───── MATERIAL TO PROCESS ─────
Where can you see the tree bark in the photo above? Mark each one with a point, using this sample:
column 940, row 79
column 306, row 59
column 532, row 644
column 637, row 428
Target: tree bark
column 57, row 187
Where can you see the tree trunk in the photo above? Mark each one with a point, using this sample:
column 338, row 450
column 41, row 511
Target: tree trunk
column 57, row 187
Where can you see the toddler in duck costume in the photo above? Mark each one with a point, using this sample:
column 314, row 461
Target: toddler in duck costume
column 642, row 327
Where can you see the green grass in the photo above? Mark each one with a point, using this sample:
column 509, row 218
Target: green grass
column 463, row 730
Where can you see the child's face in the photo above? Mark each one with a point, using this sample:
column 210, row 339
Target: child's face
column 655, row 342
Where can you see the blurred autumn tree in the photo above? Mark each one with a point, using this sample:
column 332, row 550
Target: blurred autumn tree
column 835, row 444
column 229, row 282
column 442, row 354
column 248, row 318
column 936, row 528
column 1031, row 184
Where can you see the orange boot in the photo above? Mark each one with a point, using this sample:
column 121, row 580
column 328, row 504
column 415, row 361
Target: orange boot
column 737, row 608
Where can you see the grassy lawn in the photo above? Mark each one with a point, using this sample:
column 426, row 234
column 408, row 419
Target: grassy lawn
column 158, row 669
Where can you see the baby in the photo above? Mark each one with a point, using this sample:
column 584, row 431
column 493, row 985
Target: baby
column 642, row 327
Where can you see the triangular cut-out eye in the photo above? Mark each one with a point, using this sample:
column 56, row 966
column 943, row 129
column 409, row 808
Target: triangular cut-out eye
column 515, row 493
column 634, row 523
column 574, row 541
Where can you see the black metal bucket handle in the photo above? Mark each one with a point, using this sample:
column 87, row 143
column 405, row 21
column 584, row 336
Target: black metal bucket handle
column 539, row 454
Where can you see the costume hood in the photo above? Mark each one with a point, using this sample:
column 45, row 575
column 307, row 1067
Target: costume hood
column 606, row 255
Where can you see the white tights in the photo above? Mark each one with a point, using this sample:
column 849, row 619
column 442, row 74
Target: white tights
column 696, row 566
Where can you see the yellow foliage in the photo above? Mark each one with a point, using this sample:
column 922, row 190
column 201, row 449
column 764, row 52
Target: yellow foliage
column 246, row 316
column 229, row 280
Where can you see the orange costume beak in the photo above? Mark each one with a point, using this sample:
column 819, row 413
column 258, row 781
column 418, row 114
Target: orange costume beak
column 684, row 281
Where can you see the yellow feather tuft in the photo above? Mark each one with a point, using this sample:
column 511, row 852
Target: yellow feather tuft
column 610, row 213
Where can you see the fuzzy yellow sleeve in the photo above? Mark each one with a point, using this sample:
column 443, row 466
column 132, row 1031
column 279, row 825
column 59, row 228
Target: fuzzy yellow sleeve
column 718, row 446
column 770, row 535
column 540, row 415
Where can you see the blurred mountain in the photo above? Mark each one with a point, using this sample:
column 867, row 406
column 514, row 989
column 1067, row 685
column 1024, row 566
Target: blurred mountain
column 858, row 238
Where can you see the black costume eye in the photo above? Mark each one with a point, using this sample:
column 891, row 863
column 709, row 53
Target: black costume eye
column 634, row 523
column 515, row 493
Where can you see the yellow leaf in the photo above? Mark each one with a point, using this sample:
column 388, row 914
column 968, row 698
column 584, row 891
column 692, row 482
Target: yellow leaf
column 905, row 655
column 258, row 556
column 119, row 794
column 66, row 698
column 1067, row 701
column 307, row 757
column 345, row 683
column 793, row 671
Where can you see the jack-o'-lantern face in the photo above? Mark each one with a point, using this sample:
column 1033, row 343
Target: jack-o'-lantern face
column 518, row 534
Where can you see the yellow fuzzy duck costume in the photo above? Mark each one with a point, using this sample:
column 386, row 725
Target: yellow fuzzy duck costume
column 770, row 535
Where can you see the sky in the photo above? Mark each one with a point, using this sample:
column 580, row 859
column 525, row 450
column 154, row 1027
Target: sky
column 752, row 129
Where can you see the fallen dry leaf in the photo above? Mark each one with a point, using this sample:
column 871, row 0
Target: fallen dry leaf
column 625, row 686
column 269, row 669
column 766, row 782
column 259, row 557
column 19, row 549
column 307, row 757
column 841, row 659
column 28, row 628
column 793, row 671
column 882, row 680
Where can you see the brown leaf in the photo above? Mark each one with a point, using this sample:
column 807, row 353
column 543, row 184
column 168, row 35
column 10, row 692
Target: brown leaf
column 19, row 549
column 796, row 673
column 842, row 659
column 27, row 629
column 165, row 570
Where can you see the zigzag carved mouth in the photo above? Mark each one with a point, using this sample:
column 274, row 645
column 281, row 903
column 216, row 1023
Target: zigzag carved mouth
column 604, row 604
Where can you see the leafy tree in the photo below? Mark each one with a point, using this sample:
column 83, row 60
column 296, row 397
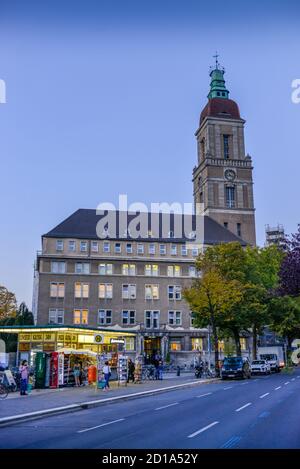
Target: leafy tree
column 285, row 317
column 290, row 267
column 8, row 303
column 212, row 299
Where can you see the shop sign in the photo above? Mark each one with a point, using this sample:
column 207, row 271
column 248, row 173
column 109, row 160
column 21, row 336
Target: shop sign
column 117, row 341
column 98, row 338
column 24, row 347
column 24, row 337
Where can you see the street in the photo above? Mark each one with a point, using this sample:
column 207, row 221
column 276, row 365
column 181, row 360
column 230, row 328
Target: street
column 259, row 413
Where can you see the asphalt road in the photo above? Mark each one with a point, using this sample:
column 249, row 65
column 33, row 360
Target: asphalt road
column 259, row 413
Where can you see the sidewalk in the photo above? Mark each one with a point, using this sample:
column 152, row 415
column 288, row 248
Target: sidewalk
column 47, row 399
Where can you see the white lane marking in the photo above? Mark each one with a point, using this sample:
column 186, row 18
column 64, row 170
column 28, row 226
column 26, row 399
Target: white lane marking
column 264, row 395
column 166, row 406
column 206, row 394
column 243, row 407
column 203, row 429
column 99, row 426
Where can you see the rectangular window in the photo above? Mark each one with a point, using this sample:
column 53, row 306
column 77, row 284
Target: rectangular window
column 174, row 292
column 59, row 245
column 106, row 246
column 56, row 316
column 72, row 246
column 151, row 270
column 83, row 246
column 105, row 290
column 174, row 318
column 152, row 319
column 128, row 291
column 183, row 250
column 57, row 290
column 130, row 344
column 226, row 146
column 82, row 268
column 105, row 269
column 197, row 344
column 58, row 267
column 105, row 317
column 128, row 269
column 81, row 290
column 162, row 249
column 128, row 317
column 118, row 248
column 151, row 292
column 129, row 248
column 151, row 248
column 195, row 251
column 95, row 246
column 80, row 316
column 140, row 249
column 230, row 197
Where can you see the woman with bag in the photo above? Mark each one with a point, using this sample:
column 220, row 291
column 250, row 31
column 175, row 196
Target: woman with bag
column 107, row 375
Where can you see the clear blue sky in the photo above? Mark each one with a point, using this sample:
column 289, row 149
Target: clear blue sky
column 103, row 97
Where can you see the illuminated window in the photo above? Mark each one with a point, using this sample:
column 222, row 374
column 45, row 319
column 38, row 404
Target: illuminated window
column 175, row 318
column 152, row 319
column 128, row 269
column 56, row 316
column 81, row 290
column 59, row 245
column 104, row 317
column 95, row 246
column 197, row 343
column 174, row 292
column 151, row 292
column 72, row 246
column 128, row 317
column 83, row 246
column 80, row 316
column 128, row 291
column 105, row 269
column 162, row 249
column 105, row 290
column 175, row 345
column 58, row 267
column 129, row 344
column 82, row 268
column 57, row 290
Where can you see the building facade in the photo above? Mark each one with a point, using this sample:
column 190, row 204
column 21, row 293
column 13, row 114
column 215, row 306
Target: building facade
column 135, row 283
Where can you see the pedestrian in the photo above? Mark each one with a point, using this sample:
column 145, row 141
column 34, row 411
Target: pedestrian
column 131, row 369
column 107, row 375
column 24, row 378
column 77, row 370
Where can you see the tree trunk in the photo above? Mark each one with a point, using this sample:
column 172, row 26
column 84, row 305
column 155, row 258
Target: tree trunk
column 236, row 336
column 254, row 342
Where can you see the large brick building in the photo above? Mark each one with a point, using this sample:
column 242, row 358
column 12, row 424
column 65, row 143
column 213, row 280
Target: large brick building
column 135, row 283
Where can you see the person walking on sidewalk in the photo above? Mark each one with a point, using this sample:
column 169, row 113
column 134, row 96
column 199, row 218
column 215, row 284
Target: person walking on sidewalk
column 24, row 378
column 107, row 375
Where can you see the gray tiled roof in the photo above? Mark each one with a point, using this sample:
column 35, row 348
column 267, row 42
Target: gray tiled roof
column 82, row 225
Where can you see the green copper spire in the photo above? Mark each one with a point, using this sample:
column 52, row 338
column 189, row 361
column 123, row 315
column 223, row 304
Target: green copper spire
column 217, row 84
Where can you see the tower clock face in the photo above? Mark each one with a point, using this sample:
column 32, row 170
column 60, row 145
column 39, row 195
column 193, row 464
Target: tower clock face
column 229, row 175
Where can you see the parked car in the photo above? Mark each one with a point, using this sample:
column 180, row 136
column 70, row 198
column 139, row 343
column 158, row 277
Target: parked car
column 260, row 367
column 236, row 367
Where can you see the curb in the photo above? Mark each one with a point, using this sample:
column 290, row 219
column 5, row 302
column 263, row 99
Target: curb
column 14, row 419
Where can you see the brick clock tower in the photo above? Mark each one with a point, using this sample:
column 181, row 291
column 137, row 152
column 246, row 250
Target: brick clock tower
column 223, row 186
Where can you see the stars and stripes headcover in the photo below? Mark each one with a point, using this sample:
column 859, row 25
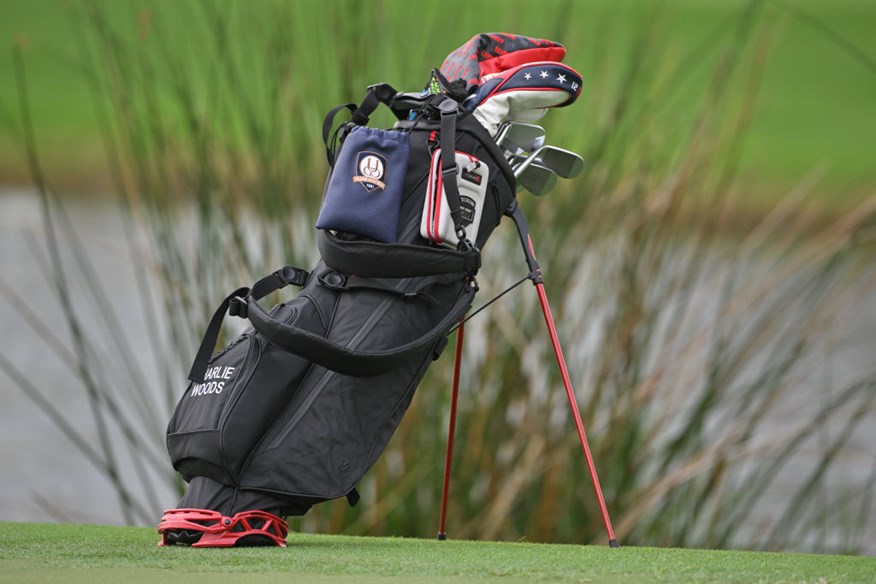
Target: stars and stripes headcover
column 490, row 53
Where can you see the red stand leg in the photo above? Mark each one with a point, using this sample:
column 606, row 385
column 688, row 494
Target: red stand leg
column 460, row 336
column 558, row 351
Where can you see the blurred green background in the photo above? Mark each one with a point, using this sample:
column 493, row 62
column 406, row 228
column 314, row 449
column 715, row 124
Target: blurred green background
column 814, row 111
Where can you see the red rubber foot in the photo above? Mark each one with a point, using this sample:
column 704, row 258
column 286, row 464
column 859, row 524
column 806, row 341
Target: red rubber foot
column 205, row 528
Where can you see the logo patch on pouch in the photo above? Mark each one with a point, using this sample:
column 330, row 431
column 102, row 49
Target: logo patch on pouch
column 372, row 168
column 472, row 176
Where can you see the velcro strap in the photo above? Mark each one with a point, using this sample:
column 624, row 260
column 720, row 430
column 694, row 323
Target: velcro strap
column 394, row 260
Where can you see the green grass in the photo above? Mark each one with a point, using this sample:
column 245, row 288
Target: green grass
column 80, row 553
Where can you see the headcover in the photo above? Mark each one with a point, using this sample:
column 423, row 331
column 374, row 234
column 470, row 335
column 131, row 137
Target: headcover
column 489, row 53
column 524, row 93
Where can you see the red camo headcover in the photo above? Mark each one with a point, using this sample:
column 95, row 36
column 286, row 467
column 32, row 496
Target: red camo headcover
column 488, row 53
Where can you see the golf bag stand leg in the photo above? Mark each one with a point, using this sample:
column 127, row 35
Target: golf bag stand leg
column 460, row 337
column 516, row 214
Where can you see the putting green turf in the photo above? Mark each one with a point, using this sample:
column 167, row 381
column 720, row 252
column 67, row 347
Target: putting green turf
column 81, row 553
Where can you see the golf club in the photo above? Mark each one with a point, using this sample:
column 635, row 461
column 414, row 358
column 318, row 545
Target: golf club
column 565, row 163
column 518, row 135
column 537, row 179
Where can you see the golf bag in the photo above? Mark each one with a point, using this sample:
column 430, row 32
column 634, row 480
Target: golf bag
column 295, row 410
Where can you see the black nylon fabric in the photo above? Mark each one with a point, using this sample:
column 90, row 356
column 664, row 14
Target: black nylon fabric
column 286, row 432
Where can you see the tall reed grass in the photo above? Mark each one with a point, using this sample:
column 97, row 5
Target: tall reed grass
column 698, row 336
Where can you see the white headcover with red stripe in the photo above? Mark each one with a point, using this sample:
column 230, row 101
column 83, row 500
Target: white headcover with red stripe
column 512, row 77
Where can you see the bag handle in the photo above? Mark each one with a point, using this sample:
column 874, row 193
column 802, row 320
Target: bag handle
column 347, row 360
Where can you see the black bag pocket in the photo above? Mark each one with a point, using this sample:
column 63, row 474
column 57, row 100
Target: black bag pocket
column 217, row 423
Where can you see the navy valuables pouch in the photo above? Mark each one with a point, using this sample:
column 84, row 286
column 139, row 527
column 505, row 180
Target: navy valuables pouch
column 364, row 192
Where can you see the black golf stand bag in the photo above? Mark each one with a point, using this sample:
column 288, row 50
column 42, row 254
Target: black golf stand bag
column 295, row 410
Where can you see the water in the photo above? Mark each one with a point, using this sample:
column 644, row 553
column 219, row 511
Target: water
column 44, row 477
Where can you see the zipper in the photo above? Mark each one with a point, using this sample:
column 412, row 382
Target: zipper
column 253, row 356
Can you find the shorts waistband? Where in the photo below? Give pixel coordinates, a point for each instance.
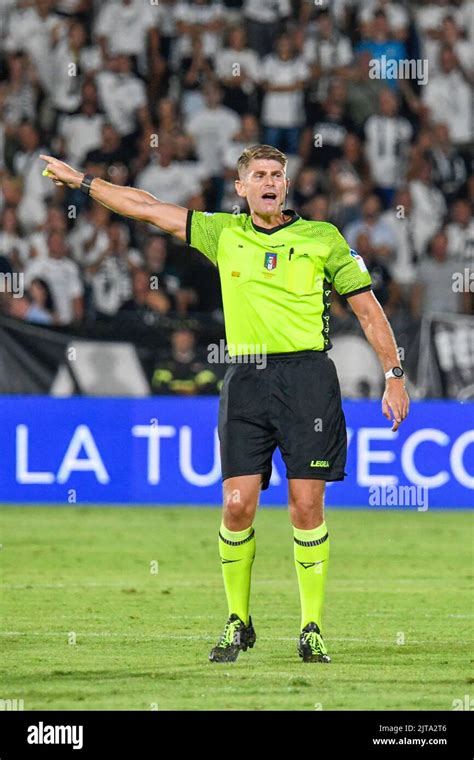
(297, 355)
(284, 355)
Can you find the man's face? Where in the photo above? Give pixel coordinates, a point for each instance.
(264, 185)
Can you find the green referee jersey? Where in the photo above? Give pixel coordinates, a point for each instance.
(276, 283)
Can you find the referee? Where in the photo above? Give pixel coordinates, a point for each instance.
(276, 272)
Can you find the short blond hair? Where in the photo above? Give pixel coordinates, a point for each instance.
(267, 152)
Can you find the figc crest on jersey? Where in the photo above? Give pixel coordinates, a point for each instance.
(270, 261)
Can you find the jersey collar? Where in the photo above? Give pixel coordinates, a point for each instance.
(288, 212)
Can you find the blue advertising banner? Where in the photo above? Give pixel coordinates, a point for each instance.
(165, 450)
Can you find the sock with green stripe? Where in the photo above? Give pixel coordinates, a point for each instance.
(237, 552)
(311, 562)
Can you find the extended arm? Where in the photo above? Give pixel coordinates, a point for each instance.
(128, 201)
(378, 332)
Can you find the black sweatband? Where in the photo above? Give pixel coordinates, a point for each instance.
(85, 186)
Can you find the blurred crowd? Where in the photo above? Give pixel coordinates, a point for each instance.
(165, 96)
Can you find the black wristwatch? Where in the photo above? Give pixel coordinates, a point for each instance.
(394, 372)
(85, 186)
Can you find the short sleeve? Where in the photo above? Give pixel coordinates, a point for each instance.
(203, 230)
(346, 269)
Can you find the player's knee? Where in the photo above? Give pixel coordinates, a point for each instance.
(305, 511)
(239, 507)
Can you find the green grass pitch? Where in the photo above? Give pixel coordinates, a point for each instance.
(139, 591)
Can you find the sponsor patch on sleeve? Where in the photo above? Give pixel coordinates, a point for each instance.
(359, 260)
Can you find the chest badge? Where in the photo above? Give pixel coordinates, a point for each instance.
(271, 260)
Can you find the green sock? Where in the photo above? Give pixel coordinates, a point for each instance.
(237, 552)
(311, 562)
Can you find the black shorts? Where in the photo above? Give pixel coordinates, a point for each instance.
(294, 402)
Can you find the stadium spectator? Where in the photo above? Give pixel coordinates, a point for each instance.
(110, 151)
(72, 59)
(19, 91)
(166, 276)
(166, 25)
(380, 235)
(237, 68)
(317, 209)
(328, 52)
(63, 278)
(123, 28)
(34, 31)
(41, 304)
(148, 301)
(429, 205)
(204, 16)
(401, 221)
(387, 138)
(452, 36)
(35, 188)
(363, 92)
(82, 132)
(263, 22)
(284, 75)
(38, 240)
(89, 239)
(212, 128)
(323, 142)
(460, 233)
(379, 43)
(396, 14)
(449, 166)
(122, 95)
(349, 181)
(307, 184)
(448, 92)
(196, 70)
(433, 291)
(167, 178)
(12, 245)
(110, 274)
(169, 124)
(248, 135)
(385, 288)
(185, 371)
─────
◆ **PROBLEM STATEMENT**
Look above for the line with "column 408, row 419" and the line with "Where can you see the costume". Write out those two lines and all the lines between them, exactly, and no others.

◆ **RESULT BELOW**
column 408, row 419
Target: grassy lawn
column 158, row 669
Where can you see the baby in the photo above? Mark each one with a point, using this sample:
column 584, row 431
column 493, row 985
Target: baby
column 642, row 327
Where can you see the triangular cut-out eye in the photo above? Mark each one with a point, using this sample:
column 56, row 966
column 943, row 129
column 409, row 808
Target: triangular cut-out eye
column 515, row 493
column 634, row 523
column 574, row 541
Where can you see the black metal bucket handle in the photo above? Mark each one with a point, using this sample:
column 87, row 143
column 405, row 21
column 584, row 336
Target: black metal bucket handle
column 539, row 454
Where can you see the costume hood in the photo above? Mark each one with a point, using this sample:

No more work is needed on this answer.